- Record set:

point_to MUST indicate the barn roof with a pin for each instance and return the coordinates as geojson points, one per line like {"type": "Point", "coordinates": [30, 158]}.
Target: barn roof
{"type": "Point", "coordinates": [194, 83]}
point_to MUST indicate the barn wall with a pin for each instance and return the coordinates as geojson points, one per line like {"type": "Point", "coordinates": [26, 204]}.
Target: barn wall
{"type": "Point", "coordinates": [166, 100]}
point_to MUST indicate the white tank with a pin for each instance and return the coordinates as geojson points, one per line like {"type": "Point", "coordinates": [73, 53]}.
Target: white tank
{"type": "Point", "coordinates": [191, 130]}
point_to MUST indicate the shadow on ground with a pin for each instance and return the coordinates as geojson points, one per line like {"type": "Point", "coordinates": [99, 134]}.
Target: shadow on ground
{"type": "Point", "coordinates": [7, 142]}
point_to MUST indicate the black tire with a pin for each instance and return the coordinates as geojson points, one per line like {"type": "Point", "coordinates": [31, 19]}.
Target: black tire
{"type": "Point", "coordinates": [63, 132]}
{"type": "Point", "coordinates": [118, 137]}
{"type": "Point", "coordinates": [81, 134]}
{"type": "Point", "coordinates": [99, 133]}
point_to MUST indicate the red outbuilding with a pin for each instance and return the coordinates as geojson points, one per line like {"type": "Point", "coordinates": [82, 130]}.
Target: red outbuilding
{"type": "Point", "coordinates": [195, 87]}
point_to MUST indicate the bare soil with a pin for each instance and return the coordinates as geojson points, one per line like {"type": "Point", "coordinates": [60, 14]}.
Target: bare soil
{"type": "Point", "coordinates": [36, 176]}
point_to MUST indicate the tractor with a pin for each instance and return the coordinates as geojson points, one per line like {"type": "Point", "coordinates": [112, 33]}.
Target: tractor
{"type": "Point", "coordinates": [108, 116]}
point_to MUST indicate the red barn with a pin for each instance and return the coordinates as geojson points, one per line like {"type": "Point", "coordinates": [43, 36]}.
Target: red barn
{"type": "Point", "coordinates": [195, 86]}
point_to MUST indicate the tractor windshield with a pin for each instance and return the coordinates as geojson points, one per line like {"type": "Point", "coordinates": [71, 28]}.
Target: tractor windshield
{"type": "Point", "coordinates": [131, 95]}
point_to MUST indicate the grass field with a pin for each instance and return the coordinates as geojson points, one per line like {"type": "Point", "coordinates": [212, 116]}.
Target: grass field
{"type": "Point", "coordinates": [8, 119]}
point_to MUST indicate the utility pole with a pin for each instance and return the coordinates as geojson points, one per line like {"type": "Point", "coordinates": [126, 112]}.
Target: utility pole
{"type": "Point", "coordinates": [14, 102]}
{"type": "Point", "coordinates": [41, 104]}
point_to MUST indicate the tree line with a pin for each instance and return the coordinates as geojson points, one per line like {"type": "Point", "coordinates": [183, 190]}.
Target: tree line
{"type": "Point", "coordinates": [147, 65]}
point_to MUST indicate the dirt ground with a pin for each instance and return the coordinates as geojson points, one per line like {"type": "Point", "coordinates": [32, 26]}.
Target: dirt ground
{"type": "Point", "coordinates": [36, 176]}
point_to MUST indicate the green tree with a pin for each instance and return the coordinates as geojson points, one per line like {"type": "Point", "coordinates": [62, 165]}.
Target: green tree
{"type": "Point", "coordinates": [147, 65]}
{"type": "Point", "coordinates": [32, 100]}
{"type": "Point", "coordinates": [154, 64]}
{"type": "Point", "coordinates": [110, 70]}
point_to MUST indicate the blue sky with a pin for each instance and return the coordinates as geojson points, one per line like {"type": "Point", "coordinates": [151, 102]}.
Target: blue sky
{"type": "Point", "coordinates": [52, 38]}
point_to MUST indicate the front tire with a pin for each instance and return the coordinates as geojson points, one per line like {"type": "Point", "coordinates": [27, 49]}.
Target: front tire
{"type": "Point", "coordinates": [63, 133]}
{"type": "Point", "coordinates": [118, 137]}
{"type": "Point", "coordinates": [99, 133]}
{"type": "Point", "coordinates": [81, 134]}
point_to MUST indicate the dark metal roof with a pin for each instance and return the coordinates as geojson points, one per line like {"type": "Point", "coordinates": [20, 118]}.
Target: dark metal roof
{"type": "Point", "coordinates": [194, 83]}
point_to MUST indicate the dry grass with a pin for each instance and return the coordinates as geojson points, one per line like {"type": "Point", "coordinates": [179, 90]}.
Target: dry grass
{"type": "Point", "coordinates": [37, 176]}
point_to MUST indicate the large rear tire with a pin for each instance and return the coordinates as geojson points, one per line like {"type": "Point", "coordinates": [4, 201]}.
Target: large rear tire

- Direction:
Rewrite every line of the entries above as a numbered list, omitting blank lines.

- Output for this exercise:
1. point_to MUST indicate the barn roof with a pin for each instance and return the coordinates as geojson points, one per line like {"type": "Point", "coordinates": [30, 158]}.
2. Target: barn roof
3. {"type": "Point", "coordinates": [194, 83]}
4. point_to MUST indicate the barn wall with a pin for each instance and return the coordinates as geojson points, one per line like {"type": "Point", "coordinates": [26, 204]}.
5. Target: barn wall
6. {"type": "Point", "coordinates": [166, 100]}
7. point_to MUST indicate the white tank with a pin for each instance and return the coordinates as geojson points, one per line like {"type": "Point", "coordinates": [73, 53]}.
8. Target: white tank
9. {"type": "Point", "coordinates": [191, 130]}
10. point_to MUST indicate the shadow on ground with a pin for each instance and return the coordinates as geojson points, one per line like {"type": "Point", "coordinates": [99, 134]}.
11. Target: shadow on ground
12. {"type": "Point", "coordinates": [7, 142]}
13. point_to MUST indicate the black tire with a pin for each instance and return the coordinates as geojson points, one per line like {"type": "Point", "coordinates": [31, 19]}.
14. Target: black tire
15. {"type": "Point", "coordinates": [63, 132]}
16. {"type": "Point", "coordinates": [118, 137]}
17. {"type": "Point", "coordinates": [81, 134]}
18. {"type": "Point", "coordinates": [99, 133]}
19. point_to MUST indicate the red outbuilding with a pin for each instance and return the coordinates as geojson points, one per line like {"type": "Point", "coordinates": [82, 130]}.
20. Target: red outbuilding
21. {"type": "Point", "coordinates": [195, 87]}
22. point_to MUST indicate the bare soil with a pin for each instance and return the coordinates as geojson points, one per line like {"type": "Point", "coordinates": [60, 14]}.
23. Target: bare soil
24. {"type": "Point", "coordinates": [36, 176]}
25. point_to MUST indicate the tractor with a pin for each instance and return the coordinates as geojson points, one per line like {"type": "Point", "coordinates": [112, 33]}.
26. Target: tractor
27. {"type": "Point", "coordinates": [108, 116]}
28. point_to MUST indicate the red barn with a pin for each instance and return the coordinates as geojson points, one per line like {"type": "Point", "coordinates": [43, 36]}.
29. Target: red barn
30. {"type": "Point", "coordinates": [195, 86]}
31. point_to MUST indicate the tractor windshield with a pin for each instance and return the coordinates as geojson points, one per line like {"type": "Point", "coordinates": [71, 28]}.
32. Target: tractor windshield
33. {"type": "Point", "coordinates": [131, 95]}
34. point_to MUST indicate the grass field with a pin for each instance and return the coordinates as geojson points, one per line like {"type": "Point", "coordinates": [212, 116]}.
35. Target: grass field
36. {"type": "Point", "coordinates": [8, 119]}
37. point_to MUST indicate the utility pole with a pin for each instance and return the coordinates as geojson points, one per line like {"type": "Point", "coordinates": [126, 112]}.
38. Target: utility pole
39. {"type": "Point", "coordinates": [14, 102]}
40. {"type": "Point", "coordinates": [41, 104]}
41. point_to MUST indicate the tree line with a pin for each instance and return the coordinates as geojson points, one per line like {"type": "Point", "coordinates": [183, 190]}.
42. Target: tree line
43. {"type": "Point", "coordinates": [147, 65]}
44. point_to MUST indicate the dirt ground with a pin for each instance and return the coordinates as geojson points, one per line like {"type": "Point", "coordinates": [32, 26]}.
45. Target: dirt ground
46. {"type": "Point", "coordinates": [36, 176]}
47. point_to MUST indicate the green tree with a pin for each instance and return the coordinates as geojson points, one per line like {"type": "Point", "coordinates": [62, 165]}.
48. Target: green tree
49. {"type": "Point", "coordinates": [147, 65]}
50. {"type": "Point", "coordinates": [32, 100]}
51. {"type": "Point", "coordinates": [154, 64]}
52. {"type": "Point", "coordinates": [110, 70]}
53. point_to MUST indicate the blue sky with a pin for each instance and return the coordinates as geojson points, one per line like {"type": "Point", "coordinates": [151, 102]}.
54. Target: blue sky
55. {"type": "Point", "coordinates": [52, 38]}
56. point_to MUST indicate the front tire with a pin for each instance and return the coordinates as geojson points, one per line like {"type": "Point", "coordinates": [27, 49]}.
57. Target: front tire
58. {"type": "Point", "coordinates": [63, 133]}
59. {"type": "Point", "coordinates": [118, 137]}
60. {"type": "Point", "coordinates": [99, 133]}
61. {"type": "Point", "coordinates": [81, 134]}
62. point_to MUST indicate the dark metal roof with a pin for each instance and return the coordinates as geojson points, one per line like {"type": "Point", "coordinates": [20, 118]}.
63. Target: dark metal roof
64. {"type": "Point", "coordinates": [194, 83]}
65. point_to MUST indicate the dry grass with a pin for each instance and return the coordinates as geojson points, one per line like {"type": "Point", "coordinates": [179, 90]}.
66. Target: dry grass
67. {"type": "Point", "coordinates": [37, 176]}
68. point_to MUST indicate the large rear tire with a pin for each instance and return the coordinates as geojson points, one per line like {"type": "Point", "coordinates": [4, 201]}.
69. Target: large rear tire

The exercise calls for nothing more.